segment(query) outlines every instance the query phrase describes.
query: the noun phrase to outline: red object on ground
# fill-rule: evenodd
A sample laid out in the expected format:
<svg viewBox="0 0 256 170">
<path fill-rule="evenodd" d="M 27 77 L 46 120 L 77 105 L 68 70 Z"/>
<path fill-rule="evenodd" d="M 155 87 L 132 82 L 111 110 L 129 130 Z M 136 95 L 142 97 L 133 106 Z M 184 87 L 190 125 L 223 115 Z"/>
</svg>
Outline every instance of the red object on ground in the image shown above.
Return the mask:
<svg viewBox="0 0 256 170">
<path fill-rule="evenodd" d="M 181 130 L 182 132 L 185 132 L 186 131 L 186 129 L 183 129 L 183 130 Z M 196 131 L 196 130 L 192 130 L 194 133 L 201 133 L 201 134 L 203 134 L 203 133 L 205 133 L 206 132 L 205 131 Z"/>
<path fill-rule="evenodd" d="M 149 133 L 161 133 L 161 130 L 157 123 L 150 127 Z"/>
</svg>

**PROBLEM DESCRIPTION**
Please find each line in the listing above that contains the string "query" and copy it out in full. Case counts.

**RESPONSE FOR THIS EXERCISE**
segment(query) outlines every instance the query phrase describes.
query: the noun phrase to outline: red object on ground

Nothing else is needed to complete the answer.